[Exercise description]
Copy out every line of the data below, character for character, without changing anything.

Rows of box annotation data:
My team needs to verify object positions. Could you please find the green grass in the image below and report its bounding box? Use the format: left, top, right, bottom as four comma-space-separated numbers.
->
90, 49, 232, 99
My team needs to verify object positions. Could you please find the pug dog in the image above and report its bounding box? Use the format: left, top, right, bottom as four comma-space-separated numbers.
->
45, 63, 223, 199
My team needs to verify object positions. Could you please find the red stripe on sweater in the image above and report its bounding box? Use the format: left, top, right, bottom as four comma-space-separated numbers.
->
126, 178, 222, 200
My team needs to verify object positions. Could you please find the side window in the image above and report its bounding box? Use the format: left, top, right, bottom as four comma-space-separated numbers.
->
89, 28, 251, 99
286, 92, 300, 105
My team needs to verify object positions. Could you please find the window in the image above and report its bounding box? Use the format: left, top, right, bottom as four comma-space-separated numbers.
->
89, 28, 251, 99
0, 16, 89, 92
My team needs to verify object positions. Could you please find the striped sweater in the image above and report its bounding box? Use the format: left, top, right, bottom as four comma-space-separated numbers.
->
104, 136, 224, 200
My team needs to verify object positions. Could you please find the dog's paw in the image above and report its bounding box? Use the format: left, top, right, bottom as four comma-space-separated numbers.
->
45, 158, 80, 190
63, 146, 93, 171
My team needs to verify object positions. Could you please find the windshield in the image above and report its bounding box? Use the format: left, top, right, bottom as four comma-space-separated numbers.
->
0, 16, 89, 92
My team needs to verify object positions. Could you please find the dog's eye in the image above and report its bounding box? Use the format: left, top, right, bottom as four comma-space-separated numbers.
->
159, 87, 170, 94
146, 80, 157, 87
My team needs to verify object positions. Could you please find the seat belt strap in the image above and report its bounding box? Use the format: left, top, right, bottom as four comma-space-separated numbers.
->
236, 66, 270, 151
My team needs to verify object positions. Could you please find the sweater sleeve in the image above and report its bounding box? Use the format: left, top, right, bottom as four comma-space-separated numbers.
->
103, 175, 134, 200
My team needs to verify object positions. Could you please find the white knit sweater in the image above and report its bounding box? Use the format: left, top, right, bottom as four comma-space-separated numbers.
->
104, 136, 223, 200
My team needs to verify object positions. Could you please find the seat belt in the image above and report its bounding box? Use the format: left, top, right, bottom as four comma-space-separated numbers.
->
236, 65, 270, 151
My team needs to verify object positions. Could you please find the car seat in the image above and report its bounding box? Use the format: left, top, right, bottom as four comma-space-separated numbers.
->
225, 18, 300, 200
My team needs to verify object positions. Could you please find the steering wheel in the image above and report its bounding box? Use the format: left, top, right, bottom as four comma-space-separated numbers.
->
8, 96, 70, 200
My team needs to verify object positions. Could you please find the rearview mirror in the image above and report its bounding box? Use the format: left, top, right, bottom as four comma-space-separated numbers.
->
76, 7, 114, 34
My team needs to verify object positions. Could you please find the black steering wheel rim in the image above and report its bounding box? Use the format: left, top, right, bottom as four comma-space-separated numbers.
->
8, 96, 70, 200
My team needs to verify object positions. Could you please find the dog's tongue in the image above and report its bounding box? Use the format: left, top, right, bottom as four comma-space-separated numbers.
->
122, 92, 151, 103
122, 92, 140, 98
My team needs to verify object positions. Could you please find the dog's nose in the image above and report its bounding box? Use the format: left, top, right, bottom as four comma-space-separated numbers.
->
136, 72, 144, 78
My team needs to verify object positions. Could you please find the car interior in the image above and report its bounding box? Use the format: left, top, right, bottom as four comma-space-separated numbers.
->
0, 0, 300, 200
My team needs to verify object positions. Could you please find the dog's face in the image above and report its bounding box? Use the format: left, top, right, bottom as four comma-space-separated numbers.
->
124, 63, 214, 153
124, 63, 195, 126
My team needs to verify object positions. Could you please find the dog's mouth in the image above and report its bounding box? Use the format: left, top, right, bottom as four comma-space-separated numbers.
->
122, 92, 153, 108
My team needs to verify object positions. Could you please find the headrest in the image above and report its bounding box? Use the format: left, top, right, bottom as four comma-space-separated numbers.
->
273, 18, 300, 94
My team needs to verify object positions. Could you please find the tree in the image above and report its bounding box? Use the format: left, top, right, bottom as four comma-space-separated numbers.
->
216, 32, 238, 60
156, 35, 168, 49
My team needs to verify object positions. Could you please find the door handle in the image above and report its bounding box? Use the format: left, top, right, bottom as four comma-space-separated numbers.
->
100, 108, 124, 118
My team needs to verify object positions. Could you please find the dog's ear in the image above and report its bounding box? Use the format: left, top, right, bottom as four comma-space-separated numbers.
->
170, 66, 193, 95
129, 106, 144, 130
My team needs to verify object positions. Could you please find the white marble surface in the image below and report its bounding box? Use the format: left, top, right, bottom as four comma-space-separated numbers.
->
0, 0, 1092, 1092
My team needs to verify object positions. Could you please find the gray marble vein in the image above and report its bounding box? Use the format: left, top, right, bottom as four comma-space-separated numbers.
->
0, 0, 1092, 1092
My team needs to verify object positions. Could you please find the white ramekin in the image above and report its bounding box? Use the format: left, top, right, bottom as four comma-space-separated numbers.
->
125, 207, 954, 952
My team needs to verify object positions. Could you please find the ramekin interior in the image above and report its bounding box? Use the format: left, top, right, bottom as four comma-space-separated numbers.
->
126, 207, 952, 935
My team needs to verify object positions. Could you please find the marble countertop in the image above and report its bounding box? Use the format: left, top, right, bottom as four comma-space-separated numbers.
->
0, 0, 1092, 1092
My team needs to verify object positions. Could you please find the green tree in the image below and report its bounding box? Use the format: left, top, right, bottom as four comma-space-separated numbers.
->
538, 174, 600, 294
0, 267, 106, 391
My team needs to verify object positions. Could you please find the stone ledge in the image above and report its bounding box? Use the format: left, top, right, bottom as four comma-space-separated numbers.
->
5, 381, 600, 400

[Solution]
My team needs to verify object positions. Could you please find the green grass in the image below and report its bounding box? Use the format: left, top, right, bottom as four comma-space-separated numbers.
->
90, 49, 232, 99
My team needs to verify object positions. Could you please find the pug dog in the image above and report its bounding box? Use the format: left, top, right, bottom as four comma-space-separated numbers.
->
45, 63, 223, 199
My team needs to verify object positions. Could you please find the red stripe on sweater in the image above and report its bounding box? Use the format: left, top, right, bottom as four comma-space-separated numbers.
->
126, 178, 222, 200
My team needs to verify object positions. Could you please find the side window in the image above and report its bounding box? Use the format: left, top, right, bottom as four comma-space-separated numbers.
->
89, 28, 251, 99
286, 92, 300, 105
My team needs to verify object positions. Could you please find the window in the image above and report its bounding box? Use the format: left, top, right, bottom as four comma-space-separated numbers.
->
89, 28, 251, 99
0, 16, 89, 92
My team needs to verify object positions. Could you please find the striped sweater in the image above and report its bounding box? Use the format: left, top, right, bottom as four comma-space-separated numbers.
->
104, 136, 224, 200
My team needs to verify object positions. Could you please find the dog's paw in the image above and report its bounding box? Use the format: left, top, right, bottom as four comma-space-separated numbers.
->
45, 158, 80, 190
63, 146, 93, 171
My team needs to verify object positions. Could you please find the windshield in the image above and report its bounding box? Use the format: left, top, right, bottom as four comma-space-separated numbers.
->
0, 16, 89, 92
My team needs to verify object positions. Could you please find the dog's eye in the image above and report its bounding box? Use the format: left, top, right, bottom as four comma-space-separated numbers.
->
159, 87, 170, 94
146, 80, 157, 87
My team needs to verify object positions. Could you please find the seat belt strap in the image above and report its bounding box? Use the format: left, top, right, bottom as four comma-space-separated numbers.
->
236, 66, 270, 151
My team needs to verify object positions. Could you please find the sweater sleeve in the image above and report its bounding box? Use the format: left, top, right, bottom as four comma-space-separated numbers.
->
103, 175, 134, 200
My team needs to verify object positions. Could you please find the white knit sweater in the image above and report its bounding box? Use the format: left, top, right, bottom as four comma-space-separated numbers.
->
104, 136, 223, 200
My team needs to verify object positions. Could you please find the seat belt in the image above and report its bounding box? Use the format: left, top, right, bottom as four comma-space-separated numbers.
->
236, 65, 270, 151
My team needs to verify object positions. Could you please find the car seat in the image above and report its bounding box? Use the format: left, top, right, bottom as four comma-space-separated numbers.
->
225, 18, 300, 200
My team needs to verify object positions. Could you please find the steering wheel in the image above and report its bounding box? Use the format: left, top, right, bottom as four comma-space-separated numbers.
->
8, 96, 70, 200
My team needs to verify object positions. Could you please find the rearview mirror in the image above and report its bounding box? Use the format: left, top, right, bottom as four comma-space-separated numbers.
->
76, 7, 114, 34
My team needs to verify object positions. Could you please find the black steering wheel rim in the image above and report its bounding box? Use the format: left, top, right, bottom as four comma-space-separated numbers.
->
8, 96, 70, 200
My team needs to verify object positions. Could you please find the dog's tongue in the image above and report its bounding box? Use the format: left, top, right, bottom as four comma-space-separated numbers.
->
122, 92, 151, 103
122, 92, 140, 98
My team needs to verify object positions. Could you please find the dog's nose in the image above and report its bounding box? Use the format: left, top, right, bottom as four comma-space-separated numbers.
->
136, 72, 144, 78
My team needs to verify object positions. Could you please find the car interior in the image above and report its bounding box? Use the format: left, top, right, bottom as four comma-space-separated numbers.
->
0, 0, 300, 200
My team needs to verify object positions. Could you please find the dog's face in the image above and report its bounding box? Use the format: left, top, right, bottom as four comma-space-separated numbers.
->
124, 63, 214, 153
124, 63, 195, 126
My team needs to verify object positions. Could you please find the dog's mouth in the image above and report its bounding box? Use the format: left, top, right, bottom as four comma-space-separated numbers.
->
122, 92, 153, 108
My team needs to verify object positions. Could you please find the headrest in the image above and report its bounding box? Use the format: left, top, right, bottom as four comma-space-separated numbers.
->
273, 18, 300, 94
My team needs to verify object positions. Could you please find the tree in the image above and report its bounding box? Use the format: left, top, right, bottom as four comma-space-separated numbers.
->
216, 32, 238, 60
156, 35, 168, 49
My team needs to verify object positions. Could you please find the door handle in the image above and report its bounding box? Use the format: left, top, right, bottom as four comma-space-separated numbers.
->
100, 108, 124, 118
My team needs to verify object positions. Could you please find the dog's ear in the image above and report its bounding box? Use the format: left, top, right, bottom as four comma-space-separated numbers.
->
170, 66, 193, 95
129, 106, 144, 130
My team needs to verify object positions. Could you please find the white marble surface in the image below and report its bounding box? Use the format: left, top, right, bottom as four comma-space-separated numbers.
->
0, 0, 1092, 1092
My team needs to verify object positions. Could you please find the gray marble vein in the image above and report its bounding box? Use the format: left, top, right, bottom as four comma-space-separated numbers.
->
0, 0, 1092, 1092
My team needs to verify object positions. Could you please find the white ramekin in the image above and report its bounding box? Use the format: left, top, right, bottom as four comma-space-separated numbers.
->
125, 207, 954, 952
My team needs to verify object positions. Could you please find the ramekin interior in the image above and report its bounding box? Use the format: left, top, right, bottom as four comma-space-separated numbers.
->
126, 207, 952, 935
My team needs to verify object positions. Could you please find the marble countertop in the image above and report its bounding box? Use the format: left, top, right, bottom as four comma-space-separated numbers.
->
0, 0, 1092, 1092
My team needs to verify object positions. Could you please find the green tree in the image below and report its bounding box? Use the format: left, top, right, bottom as four comma-space-separated numbers.
->
538, 174, 600, 294
0, 267, 106, 391
My team needs to verify object positions. Could you please find the stone ledge in the image above and report its bounding box? Use the format: left, top, right, bottom as four comma-space-separated numbers.
->
5, 381, 600, 400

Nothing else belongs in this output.